Excerpts of location labeling data:
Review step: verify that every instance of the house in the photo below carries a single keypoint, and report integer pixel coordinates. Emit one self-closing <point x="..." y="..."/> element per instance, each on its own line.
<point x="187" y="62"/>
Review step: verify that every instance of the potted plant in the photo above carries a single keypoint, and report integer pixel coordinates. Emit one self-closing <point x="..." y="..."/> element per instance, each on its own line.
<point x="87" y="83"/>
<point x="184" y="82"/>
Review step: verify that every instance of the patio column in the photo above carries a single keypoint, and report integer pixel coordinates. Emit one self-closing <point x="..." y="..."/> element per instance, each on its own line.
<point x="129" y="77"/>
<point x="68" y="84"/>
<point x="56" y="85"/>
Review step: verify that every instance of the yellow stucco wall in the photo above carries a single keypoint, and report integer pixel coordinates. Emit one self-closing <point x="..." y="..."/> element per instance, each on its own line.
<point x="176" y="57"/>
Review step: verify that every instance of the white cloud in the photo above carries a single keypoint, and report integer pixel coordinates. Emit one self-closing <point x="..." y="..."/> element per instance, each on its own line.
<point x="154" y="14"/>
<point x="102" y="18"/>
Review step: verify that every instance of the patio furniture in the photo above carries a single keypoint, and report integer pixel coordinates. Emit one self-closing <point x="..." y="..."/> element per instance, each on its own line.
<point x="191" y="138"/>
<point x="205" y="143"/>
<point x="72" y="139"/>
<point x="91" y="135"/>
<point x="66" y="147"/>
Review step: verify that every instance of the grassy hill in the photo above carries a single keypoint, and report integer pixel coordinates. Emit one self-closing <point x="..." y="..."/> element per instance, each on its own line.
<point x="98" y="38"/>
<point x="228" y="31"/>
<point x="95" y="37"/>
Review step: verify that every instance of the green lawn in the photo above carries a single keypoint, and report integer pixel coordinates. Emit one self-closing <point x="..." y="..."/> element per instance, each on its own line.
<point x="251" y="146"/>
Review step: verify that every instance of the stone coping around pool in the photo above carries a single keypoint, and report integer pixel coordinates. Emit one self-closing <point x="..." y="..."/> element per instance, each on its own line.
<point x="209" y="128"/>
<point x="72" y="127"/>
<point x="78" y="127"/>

◆ **Problem statement**
Extract, word for word, each line of the listing above.

◆ **Task output**
Review step: verify that every instance of the house in the photo below carries a single keypoint, and report integer pixel coordinates. Emit one self-closing <point x="..." y="..."/> element per instance, each on its own line.
<point x="187" y="62"/>
Review step: verify that every instance of the potted plant in the photo above carries a single keypoint, and report integer pixel coordinates. Emit one self-closing <point x="..." y="..."/> element per instance, each on its own line.
<point x="87" y="83"/>
<point x="184" y="82"/>
Review step: verify that every instance of the patio column in the photo above carries a single keypoint, and report integer pixel coordinates. Emit one self-closing <point x="..." y="..."/> element per instance, each on its own line.
<point x="129" y="77"/>
<point x="68" y="84"/>
<point x="56" y="85"/>
Review step: verify that every instance of the yellow stucco wall in the photo above carries a single keypoint, and report integer pixel coordinates. Emit one self-closing <point x="..." y="..."/> element per instance, each on its own line.
<point x="176" y="57"/>
Review step: verify that every instance of the white cloud in the photo above carries a single keypoint, and report integer pixel coordinates. Emit one self-closing <point x="..." y="..."/> element per instance, each on its own line.
<point x="154" y="14"/>
<point x="102" y="18"/>
Review step: verify that every instance of the patio furniture in the photo above carries a single keypoint, and report integer pixel coordinates. Emit one self-closing <point x="..." y="..."/> element per instance, each on its own line.
<point x="191" y="138"/>
<point x="205" y="143"/>
<point x="72" y="139"/>
<point x="91" y="135"/>
<point x="66" y="147"/>
Review step: verify that every instance of the grassy hill in the photo above carries a single keypoint, and report integer pixel coordinates. Emit one self-closing <point x="..." y="..."/> element per instance, each on its own line.
<point x="98" y="38"/>
<point x="228" y="31"/>
<point x="95" y="37"/>
Review step: verify that every instance of the green lawn in the photo above carries a single keypoint, and report integer pixel coordinates. Emit one self-closing <point x="..." y="..."/> element per instance, each on its own line.
<point x="251" y="146"/>
Review step: verify that every instance of the stone coping around pool in the photo above carries a single keypoint, and report integer pixel coordinates. Emit one self-closing <point x="..." y="..."/> element per instance, each on its own line.
<point x="209" y="128"/>
<point x="72" y="127"/>
<point x="78" y="127"/>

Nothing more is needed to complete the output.